*Objective*
Render each line of the records below, from the line containing "Where can the pink" through the final line, both ends inclusive, as a Markdown table with the columns Row and Line. Omit blank lines.

*Data supplied*
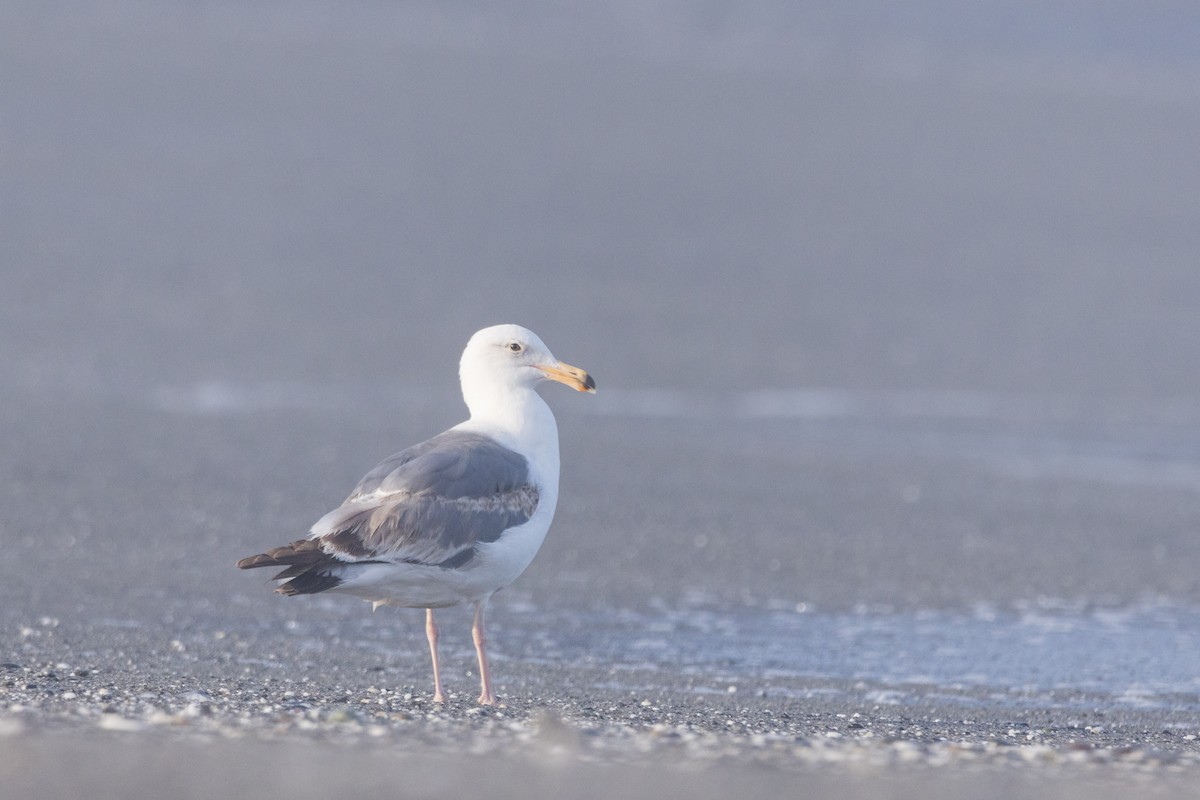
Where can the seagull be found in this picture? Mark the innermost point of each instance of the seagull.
(457, 517)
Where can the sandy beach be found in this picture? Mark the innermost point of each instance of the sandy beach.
(889, 488)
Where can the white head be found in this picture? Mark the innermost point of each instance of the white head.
(508, 358)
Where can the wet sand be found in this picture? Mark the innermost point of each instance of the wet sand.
(891, 486)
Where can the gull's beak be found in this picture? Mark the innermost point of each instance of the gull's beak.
(573, 377)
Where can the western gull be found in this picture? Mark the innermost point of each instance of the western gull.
(457, 517)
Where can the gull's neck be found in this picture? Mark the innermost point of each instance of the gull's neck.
(519, 416)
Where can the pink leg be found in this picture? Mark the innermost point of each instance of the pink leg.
(480, 636)
(431, 633)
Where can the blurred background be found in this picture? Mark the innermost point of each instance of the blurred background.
(887, 302)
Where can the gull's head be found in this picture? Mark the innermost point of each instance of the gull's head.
(509, 356)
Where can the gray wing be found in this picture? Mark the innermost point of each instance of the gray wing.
(431, 504)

*Result of this exercise*
| Row | Line |
|---|---|
| 1 | Where can the pink leg be found in this picture? Mark the innermost point of each instance of the pink leg. |
| 2 | (480, 636) |
| 3 | (431, 633) |
| 4 | Where can the blurred background be found in this picture? Mark the innermost point of each instance of the blurred background. |
| 5 | (887, 302) |
| 6 | Where can the gull's head be found in this picture? Mark the innermost point of each instance of the gull's head. |
| 7 | (509, 356) |
| 8 | Where can the gray wing be found in this picture? Mark the innermost point of each instance of the gray wing. |
| 9 | (431, 504) |